● TO DO: Extract each row below that contains the word "napkin".

● GIVEN INFORMATION:

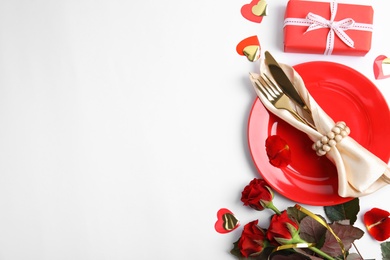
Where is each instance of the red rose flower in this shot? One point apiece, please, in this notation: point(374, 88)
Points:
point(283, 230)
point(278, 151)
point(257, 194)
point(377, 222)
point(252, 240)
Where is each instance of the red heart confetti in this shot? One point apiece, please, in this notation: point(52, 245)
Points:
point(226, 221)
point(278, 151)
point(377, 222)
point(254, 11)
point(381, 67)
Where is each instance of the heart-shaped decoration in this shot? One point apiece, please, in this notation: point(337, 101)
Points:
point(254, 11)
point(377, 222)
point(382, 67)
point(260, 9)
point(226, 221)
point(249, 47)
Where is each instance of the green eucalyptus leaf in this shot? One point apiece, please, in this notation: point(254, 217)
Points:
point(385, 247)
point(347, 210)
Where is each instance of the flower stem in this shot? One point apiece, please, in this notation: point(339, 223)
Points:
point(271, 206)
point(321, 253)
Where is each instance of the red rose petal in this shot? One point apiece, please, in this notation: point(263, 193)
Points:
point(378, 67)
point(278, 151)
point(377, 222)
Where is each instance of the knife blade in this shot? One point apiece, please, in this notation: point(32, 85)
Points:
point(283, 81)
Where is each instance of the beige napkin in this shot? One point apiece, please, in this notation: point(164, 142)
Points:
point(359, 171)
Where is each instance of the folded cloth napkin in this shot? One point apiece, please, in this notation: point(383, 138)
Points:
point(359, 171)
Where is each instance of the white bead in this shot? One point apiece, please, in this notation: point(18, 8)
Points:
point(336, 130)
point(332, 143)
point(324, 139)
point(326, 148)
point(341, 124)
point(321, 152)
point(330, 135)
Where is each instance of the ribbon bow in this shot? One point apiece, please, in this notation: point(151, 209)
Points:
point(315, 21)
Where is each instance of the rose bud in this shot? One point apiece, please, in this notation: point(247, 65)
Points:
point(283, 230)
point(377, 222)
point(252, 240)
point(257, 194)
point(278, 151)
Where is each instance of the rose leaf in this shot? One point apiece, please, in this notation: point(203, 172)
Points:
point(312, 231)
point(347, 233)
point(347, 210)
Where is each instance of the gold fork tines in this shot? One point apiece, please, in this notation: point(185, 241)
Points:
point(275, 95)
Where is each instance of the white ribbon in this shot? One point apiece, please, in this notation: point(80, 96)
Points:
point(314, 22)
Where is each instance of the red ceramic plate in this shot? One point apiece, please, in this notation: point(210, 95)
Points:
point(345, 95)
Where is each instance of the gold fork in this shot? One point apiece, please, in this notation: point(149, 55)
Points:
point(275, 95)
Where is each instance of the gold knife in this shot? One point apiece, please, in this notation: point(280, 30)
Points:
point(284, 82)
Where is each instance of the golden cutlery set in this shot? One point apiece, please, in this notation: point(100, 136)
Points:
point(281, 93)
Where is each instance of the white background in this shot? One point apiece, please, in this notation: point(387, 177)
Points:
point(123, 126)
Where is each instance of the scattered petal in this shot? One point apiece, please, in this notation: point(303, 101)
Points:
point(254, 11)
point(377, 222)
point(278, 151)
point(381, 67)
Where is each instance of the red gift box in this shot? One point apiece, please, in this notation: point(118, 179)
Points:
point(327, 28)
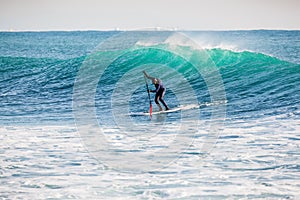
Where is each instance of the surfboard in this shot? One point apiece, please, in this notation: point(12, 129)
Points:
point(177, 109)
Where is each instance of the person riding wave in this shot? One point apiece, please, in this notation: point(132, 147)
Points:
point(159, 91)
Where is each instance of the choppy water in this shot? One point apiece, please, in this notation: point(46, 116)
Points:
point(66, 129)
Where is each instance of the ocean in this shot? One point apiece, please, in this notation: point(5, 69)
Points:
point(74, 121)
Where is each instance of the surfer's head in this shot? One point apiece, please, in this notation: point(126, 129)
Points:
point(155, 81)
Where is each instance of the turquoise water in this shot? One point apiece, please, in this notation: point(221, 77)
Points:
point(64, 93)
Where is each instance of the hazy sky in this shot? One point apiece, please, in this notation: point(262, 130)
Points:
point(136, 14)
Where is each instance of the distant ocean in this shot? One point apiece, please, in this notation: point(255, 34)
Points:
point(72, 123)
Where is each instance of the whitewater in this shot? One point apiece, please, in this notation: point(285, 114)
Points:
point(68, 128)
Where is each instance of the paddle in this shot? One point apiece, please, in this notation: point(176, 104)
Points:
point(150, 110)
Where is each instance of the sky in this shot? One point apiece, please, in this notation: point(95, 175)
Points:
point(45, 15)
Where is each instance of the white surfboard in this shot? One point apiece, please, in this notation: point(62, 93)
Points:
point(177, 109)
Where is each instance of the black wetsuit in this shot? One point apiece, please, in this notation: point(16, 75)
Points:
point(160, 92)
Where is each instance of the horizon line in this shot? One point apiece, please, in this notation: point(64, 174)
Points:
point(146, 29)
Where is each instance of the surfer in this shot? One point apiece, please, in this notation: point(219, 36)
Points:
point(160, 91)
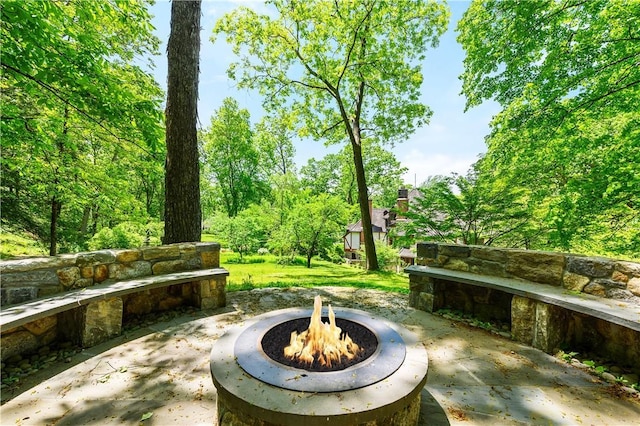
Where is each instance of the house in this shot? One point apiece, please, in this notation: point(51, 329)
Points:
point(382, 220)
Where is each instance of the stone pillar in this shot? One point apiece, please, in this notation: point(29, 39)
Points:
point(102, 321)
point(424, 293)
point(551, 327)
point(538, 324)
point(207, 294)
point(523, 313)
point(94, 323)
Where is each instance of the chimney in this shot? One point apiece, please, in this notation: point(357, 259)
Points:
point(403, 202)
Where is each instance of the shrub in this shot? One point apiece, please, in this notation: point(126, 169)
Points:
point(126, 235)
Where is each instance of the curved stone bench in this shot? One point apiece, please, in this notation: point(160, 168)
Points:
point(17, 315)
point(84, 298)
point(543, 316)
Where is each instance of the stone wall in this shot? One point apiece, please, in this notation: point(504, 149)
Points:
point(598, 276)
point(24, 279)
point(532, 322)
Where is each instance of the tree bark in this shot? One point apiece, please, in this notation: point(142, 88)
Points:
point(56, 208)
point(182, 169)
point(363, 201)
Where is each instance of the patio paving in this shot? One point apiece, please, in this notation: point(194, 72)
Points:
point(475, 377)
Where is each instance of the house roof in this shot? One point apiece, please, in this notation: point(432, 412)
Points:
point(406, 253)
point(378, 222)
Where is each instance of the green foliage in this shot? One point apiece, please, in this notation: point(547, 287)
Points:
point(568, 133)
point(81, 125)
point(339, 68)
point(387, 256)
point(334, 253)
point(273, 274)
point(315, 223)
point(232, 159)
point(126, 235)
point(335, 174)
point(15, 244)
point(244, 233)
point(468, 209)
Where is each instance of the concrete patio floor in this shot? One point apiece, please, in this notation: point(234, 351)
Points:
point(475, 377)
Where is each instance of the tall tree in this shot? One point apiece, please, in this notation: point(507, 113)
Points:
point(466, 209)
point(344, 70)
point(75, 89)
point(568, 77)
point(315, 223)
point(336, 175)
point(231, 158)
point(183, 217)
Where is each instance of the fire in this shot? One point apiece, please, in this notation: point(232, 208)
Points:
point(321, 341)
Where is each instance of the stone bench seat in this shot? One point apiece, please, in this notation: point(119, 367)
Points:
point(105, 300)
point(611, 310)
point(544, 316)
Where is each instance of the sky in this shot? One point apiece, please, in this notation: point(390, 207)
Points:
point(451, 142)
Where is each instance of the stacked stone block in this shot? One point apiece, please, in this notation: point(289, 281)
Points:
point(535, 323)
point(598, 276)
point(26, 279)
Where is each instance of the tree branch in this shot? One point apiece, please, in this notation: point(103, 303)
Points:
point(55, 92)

* * *

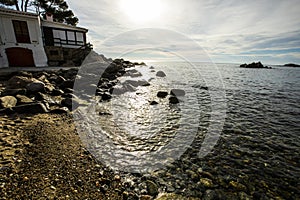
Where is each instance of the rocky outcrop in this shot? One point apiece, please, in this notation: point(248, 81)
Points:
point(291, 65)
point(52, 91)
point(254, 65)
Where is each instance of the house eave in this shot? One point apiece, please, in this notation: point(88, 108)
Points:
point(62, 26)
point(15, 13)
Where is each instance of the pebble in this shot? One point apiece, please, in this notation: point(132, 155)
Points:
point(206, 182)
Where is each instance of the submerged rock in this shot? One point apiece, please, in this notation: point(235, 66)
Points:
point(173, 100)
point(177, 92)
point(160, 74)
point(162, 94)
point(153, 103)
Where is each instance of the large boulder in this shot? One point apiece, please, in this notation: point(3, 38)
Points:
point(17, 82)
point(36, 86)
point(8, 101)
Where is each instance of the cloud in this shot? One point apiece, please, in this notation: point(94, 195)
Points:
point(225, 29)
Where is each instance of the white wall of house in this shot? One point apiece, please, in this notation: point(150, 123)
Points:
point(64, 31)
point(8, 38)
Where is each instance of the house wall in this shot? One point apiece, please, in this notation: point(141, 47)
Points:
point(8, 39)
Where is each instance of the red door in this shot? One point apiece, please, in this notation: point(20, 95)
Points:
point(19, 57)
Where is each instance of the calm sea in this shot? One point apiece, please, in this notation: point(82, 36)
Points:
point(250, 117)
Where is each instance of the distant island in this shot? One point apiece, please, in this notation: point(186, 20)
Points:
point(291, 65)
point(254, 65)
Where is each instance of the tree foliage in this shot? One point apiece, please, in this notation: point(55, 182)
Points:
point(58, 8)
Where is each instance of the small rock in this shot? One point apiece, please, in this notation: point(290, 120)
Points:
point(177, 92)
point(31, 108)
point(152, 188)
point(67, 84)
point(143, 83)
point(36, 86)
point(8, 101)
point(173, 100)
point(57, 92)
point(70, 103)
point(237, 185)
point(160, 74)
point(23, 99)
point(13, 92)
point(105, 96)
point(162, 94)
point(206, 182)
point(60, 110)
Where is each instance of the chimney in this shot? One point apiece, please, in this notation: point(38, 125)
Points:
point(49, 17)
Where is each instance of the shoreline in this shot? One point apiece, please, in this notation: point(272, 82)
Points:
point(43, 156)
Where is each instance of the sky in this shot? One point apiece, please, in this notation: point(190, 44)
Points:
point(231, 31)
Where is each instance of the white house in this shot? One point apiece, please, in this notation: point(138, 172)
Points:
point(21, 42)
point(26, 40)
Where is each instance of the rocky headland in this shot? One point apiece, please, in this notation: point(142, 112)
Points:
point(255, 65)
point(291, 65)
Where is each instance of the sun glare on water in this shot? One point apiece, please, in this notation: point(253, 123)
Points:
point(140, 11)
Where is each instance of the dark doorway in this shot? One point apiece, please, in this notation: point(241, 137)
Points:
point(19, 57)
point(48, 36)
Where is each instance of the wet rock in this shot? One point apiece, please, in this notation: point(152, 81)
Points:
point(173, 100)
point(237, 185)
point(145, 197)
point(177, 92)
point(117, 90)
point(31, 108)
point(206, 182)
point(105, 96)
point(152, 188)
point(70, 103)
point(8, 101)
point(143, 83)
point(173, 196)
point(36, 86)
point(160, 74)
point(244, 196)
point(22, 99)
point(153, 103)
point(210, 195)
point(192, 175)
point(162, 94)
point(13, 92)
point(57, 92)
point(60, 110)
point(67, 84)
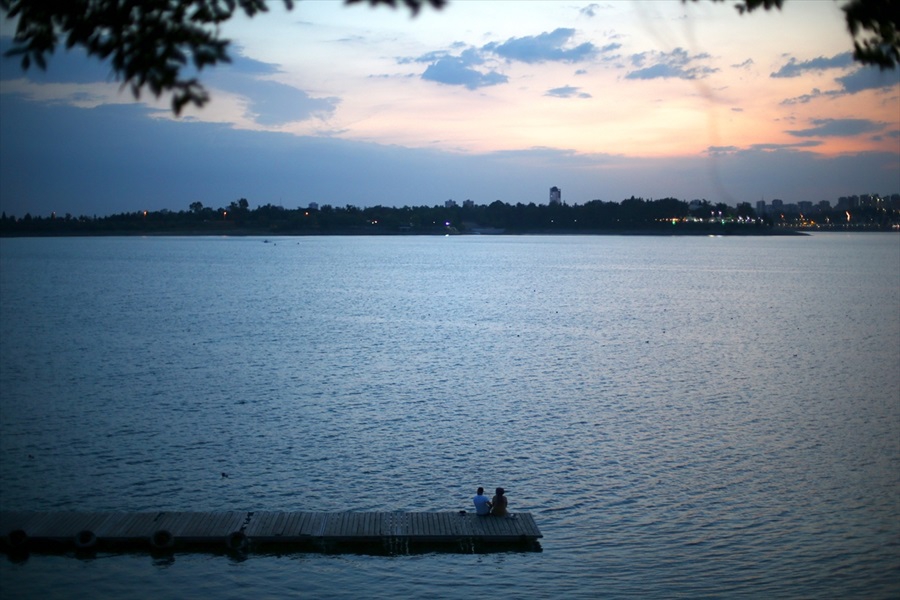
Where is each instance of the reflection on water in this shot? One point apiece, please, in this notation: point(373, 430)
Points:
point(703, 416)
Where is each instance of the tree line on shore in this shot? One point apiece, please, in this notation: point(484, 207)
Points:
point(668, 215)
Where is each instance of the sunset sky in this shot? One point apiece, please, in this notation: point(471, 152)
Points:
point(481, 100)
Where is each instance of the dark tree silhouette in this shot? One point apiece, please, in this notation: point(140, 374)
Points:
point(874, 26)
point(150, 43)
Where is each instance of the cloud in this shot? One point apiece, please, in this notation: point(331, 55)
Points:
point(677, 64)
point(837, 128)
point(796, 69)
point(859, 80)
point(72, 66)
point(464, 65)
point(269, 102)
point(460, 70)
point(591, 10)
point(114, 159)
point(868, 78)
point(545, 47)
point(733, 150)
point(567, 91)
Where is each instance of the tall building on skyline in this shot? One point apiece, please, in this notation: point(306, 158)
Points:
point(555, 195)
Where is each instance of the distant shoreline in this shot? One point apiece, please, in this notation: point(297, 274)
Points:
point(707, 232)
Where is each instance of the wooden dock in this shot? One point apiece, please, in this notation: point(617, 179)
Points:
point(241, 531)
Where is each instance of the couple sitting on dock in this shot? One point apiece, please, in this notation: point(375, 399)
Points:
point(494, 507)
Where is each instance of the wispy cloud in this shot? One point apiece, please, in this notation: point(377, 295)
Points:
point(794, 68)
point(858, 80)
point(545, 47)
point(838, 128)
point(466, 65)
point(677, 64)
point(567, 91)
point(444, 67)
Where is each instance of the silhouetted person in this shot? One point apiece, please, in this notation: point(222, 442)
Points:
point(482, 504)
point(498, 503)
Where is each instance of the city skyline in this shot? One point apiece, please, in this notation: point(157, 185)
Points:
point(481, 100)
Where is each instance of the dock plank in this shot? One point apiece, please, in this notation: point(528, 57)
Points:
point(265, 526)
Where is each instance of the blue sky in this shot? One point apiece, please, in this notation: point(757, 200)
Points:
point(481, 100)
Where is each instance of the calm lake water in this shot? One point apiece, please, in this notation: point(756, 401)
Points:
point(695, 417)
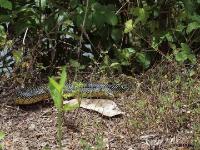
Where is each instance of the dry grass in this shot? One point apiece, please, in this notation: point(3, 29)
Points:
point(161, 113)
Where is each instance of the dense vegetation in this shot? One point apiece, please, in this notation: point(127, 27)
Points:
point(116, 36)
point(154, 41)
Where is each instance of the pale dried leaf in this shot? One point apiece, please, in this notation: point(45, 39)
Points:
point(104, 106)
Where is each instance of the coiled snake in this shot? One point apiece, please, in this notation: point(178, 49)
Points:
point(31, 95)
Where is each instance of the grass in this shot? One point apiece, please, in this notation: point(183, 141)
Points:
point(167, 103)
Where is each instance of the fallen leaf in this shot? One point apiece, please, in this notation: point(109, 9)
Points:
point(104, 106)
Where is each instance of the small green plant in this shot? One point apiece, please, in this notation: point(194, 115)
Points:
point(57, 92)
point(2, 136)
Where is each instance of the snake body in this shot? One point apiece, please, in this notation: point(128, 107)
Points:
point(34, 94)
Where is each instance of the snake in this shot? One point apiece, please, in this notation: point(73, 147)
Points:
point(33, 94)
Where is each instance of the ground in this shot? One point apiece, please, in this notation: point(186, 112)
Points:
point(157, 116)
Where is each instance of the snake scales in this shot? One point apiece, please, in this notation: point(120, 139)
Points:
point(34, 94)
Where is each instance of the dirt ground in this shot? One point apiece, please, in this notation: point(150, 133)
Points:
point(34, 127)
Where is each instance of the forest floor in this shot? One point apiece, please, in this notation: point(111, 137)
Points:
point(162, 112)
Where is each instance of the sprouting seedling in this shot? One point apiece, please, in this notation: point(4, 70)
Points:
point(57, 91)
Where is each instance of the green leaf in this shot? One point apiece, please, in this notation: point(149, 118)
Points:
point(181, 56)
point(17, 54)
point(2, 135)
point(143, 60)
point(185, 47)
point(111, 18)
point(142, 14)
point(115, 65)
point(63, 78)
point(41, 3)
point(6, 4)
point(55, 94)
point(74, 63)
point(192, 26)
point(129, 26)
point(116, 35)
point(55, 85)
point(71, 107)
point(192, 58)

● CORRECT RESULT:
Where is each instance of the beige napkin in this shot? One point apiece, please, in this notation: point(164, 142)
Where is each instance of the folded cloth napkin in this shot? One point apiece, please, in this notation: point(383, 138)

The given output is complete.